=== Aim of the exercise ===
Copy exactly. Include the line containing "point: green lit", every line after it, and the last line below, but no pictures.

=== Supplied information ===
+ + +

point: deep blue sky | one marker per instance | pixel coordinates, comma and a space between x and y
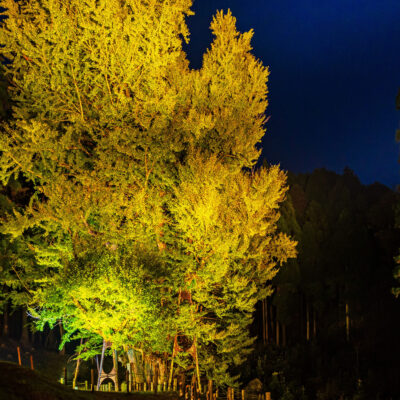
335, 73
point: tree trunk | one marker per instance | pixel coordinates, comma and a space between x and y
347, 322
308, 320
62, 351
24, 329
283, 335
277, 333
314, 323
6, 328
115, 365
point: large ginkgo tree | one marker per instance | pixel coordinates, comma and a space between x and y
149, 224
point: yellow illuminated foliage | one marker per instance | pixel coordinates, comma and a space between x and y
146, 206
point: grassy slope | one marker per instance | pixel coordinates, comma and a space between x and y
20, 383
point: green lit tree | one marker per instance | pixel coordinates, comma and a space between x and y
151, 228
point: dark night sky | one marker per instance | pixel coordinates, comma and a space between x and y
335, 72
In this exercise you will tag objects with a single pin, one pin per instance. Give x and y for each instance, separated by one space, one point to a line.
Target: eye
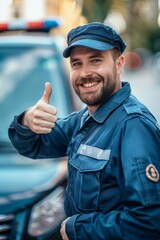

+ + +

=== Written response ===
point: green lit tree | one marker per instance | pixel coordinates, comma and a space between x and y
151, 228
point: dark night sky | one marker per instance | pixel coordinates, comma and a space between x and y
335, 72
In this exercise you will tag objects with a single pin, one pin per instance. Give x and y for each instance, separated by one space, one point to a line.
Target: eye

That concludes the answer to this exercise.